— START —

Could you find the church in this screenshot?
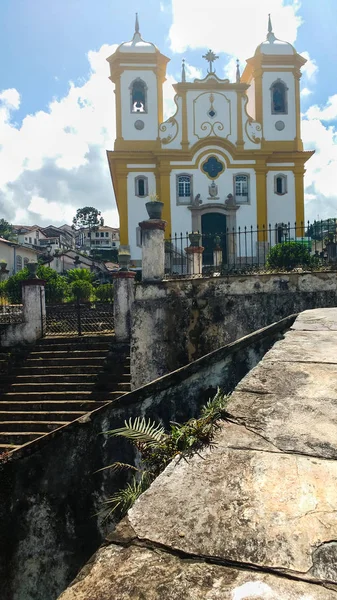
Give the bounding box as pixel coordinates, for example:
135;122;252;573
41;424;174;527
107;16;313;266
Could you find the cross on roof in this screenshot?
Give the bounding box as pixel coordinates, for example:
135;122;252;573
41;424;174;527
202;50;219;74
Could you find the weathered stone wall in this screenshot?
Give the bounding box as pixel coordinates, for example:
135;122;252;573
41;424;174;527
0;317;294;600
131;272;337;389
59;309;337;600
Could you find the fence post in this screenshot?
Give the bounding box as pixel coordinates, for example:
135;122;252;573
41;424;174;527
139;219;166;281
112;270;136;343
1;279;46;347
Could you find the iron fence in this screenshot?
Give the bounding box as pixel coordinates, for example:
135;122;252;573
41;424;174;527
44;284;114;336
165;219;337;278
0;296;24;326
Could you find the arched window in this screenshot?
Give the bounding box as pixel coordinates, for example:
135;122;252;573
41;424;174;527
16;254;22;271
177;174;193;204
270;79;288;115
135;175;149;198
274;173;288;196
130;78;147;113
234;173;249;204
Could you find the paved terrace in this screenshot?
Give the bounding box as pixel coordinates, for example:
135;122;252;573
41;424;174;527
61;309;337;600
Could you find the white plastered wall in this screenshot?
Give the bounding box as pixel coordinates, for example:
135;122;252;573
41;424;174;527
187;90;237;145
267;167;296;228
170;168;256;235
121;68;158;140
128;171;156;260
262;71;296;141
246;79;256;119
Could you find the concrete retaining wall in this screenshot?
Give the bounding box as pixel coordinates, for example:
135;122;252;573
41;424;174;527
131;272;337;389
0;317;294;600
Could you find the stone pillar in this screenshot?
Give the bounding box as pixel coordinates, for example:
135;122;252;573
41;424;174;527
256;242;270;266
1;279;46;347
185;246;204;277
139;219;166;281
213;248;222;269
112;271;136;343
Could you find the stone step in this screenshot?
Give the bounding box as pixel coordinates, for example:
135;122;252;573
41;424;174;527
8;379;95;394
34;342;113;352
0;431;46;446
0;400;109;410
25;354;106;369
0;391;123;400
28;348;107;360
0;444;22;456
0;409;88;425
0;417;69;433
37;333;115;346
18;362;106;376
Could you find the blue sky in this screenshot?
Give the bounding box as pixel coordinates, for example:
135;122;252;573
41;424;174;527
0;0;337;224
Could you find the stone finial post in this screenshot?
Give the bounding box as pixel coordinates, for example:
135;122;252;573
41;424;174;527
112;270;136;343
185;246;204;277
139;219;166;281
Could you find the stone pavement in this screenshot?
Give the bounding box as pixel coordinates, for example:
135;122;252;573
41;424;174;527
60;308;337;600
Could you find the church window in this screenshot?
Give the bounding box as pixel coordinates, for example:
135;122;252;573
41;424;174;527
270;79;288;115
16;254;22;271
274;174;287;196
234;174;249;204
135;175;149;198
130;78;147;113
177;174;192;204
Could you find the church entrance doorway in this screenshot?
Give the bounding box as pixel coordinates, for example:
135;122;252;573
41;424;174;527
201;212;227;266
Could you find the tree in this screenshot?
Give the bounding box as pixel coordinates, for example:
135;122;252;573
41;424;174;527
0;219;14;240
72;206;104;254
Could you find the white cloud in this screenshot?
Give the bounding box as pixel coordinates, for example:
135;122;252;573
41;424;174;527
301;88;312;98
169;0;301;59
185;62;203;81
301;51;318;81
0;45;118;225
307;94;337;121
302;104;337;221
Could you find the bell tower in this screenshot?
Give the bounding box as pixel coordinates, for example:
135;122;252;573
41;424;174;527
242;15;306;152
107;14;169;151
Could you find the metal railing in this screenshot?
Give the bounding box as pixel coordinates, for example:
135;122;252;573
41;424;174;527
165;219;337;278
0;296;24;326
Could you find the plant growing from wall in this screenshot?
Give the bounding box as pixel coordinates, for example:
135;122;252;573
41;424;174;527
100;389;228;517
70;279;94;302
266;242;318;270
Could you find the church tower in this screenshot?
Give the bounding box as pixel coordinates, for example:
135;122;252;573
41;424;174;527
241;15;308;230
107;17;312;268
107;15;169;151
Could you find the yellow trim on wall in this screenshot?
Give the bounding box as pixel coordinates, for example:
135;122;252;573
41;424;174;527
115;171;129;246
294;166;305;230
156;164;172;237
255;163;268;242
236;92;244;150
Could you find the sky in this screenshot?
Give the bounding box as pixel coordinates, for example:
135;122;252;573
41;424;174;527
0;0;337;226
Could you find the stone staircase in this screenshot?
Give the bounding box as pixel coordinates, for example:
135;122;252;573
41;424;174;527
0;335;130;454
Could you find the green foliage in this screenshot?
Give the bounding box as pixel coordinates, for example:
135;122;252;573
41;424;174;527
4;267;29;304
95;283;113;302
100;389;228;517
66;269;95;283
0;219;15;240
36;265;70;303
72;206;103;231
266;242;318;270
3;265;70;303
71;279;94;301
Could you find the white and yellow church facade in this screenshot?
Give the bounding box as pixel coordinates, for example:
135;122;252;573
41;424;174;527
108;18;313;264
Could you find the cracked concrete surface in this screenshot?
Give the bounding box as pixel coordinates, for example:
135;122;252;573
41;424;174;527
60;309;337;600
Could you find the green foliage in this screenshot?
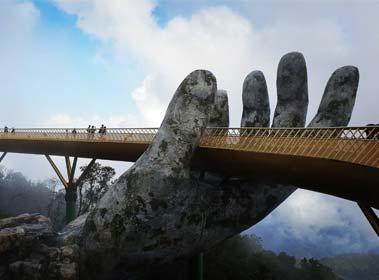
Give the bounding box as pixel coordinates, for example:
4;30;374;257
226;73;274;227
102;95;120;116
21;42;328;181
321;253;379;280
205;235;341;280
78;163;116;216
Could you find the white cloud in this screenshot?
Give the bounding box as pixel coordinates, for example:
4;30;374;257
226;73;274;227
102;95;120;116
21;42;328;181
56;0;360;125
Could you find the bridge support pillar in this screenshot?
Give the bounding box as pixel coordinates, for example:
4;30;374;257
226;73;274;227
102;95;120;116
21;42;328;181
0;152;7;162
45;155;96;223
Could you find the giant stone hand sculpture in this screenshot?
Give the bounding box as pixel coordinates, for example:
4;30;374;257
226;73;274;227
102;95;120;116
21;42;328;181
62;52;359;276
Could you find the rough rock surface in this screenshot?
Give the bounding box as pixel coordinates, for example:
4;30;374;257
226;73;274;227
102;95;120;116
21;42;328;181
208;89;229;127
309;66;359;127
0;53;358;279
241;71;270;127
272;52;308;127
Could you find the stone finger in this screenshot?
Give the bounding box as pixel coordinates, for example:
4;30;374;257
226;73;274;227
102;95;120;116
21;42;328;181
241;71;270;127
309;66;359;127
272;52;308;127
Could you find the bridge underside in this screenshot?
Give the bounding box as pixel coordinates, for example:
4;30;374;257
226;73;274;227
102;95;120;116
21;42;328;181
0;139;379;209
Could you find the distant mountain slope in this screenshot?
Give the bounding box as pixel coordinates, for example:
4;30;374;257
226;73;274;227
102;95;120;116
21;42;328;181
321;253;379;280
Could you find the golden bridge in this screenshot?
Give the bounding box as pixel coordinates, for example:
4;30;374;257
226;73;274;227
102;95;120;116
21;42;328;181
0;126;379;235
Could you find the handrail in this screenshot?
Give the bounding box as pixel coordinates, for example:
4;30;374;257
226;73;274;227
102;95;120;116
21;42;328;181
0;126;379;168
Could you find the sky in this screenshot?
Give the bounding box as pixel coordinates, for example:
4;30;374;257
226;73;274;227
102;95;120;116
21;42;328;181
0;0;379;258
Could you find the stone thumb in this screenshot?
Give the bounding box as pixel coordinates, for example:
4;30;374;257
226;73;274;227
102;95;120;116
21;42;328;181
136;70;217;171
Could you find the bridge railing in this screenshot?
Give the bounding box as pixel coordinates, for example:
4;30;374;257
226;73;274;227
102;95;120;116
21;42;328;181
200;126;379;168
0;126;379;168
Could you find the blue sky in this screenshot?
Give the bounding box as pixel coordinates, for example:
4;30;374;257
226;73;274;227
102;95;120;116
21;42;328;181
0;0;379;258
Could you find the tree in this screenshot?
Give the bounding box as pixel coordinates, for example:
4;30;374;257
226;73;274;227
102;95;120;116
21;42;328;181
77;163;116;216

— END —

→ TASK TO COMPLETE
Rewrite everything from the line containing "Could you find the iron" down to the line containing "60;308;337;600", both included, as a Markdown table with the columns Row and Line. Number each line in Row and leave out any blank lines.

→ RESULT
| Row | Line |
|---|---|
| 1 | Could you find the iron fence in this screenshot? |
| 2 | Give the bounding box as pixel coordinates, for example: |
| 3 | 135;122;252;573 |
| 4 | 41;424;174;527 |
| 5 | 44;284;114;336 |
| 6 | 165;219;337;278 |
| 7 | 0;296;24;326 |
| 8 | Could you find the arched window in this screenshot? |
| 9 | Give the bounding box as pixel coordinates, for example: |
| 10 | 135;122;252;573 |
| 11 | 41;424;174;527 |
| 12 | 16;254;22;271 |
| 13 | 177;174;193;204 |
| 14 | 270;79;288;115 |
| 15 | 135;175;149;198 |
| 16 | 274;173;288;196 |
| 17 | 130;78;147;113 |
| 18 | 234;173;249;204 |
| 19 | Could you find the paved terrace in this screenshot? |
| 20 | Give the bounding box as pixel coordinates, for example: |
| 21 | 135;122;252;573 |
| 22 | 41;424;174;527 |
| 23 | 61;309;337;600 |
| 24 | Could you find the white plastered wall in this screenshot? |
| 25 | Give the bounding box as pixel coordinates, for example: |
| 26 | 135;122;252;573 |
| 27 | 41;424;174;527 |
| 28 | 187;90;237;145 |
| 29 | 267;167;296;228 |
| 30 | 170;168;256;235 |
| 31 | 121;68;158;140 |
| 32 | 128;171;156;260 |
| 33 | 262;71;296;141 |
| 34 | 246;79;256;119 |
| 35 | Could you find the concrete retaining wall in this screenshot? |
| 36 | Give the bounding box as pixel coordinates, for example: |
| 37 | 135;122;252;573 |
| 38 | 41;424;174;527 |
| 39 | 131;272;337;389 |
| 40 | 0;317;294;600 |
| 41 | Could you find the stone pillar in this screenshot? |
| 42 | Give the bounding box as pixel coordinates, for example: |
| 43 | 135;122;252;573 |
| 44 | 41;424;174;527 |
| 45 | 256;242;270;266 |
| 46 | 1;279;46;347 |
| 47 | 185;246;204;277 |
| 48 | 139;219;166;281 |
| 49 | 213;248;222;269 |
| 50 | 112;271;136;343 |
| 51 | Could you find the stone step in this screenshot? |
| 52 | Give the bounding box as pixel coordinates, for example: |
| 53 | 135;122;252;573 |
| 54 | 41;424;174;527 |
| 55 | 8;379;95;394 |
| 56 | 34;342;113;352 |
| 57 | 0;431;46;446 |
| 58 | 0;400;109;410 |
| 59 | 25;354;106;369 |
| 60 | 0;391;123;400 |
| 61 | 28;348;107;360 |
| 62 | 0;444;22;456 |
| 63 | 0;409;88;425 |
| 64 | 0;417;69;433 |
| 65 | 37;333;115;346 |
| 66 | 18;362;106;376 |
| 67 | Could you find the blue sky in this screenshot? |
| 68 | Give the bounding box as pixel coordinates, for example: |
| 69 | 135;122;252;573 |
| 70 | 41;424;174;527 |
| 71 | 0;0;337;224 |
| 72 | Could you find the stone finial post in this screenshot? |
| 73 | Give the bounding box as pixel coordinates, for example: |
| 74 | 135;122;252;573 |
| 75 | 41;424;174;527 |
| 76 | 112;270;136;343 |
| 77 | 185;246;204;277 |
| 78 | 139;219;166;281 |
| 79 | Could you find the stone pavement in this screenshot? |
| 80 | Give the bounding box as pixel coordinates, for example: |
| 81 | 135;122;252;573 |
| 82 | 41;424;174;527 |
| 83 | 60;308;337;600 |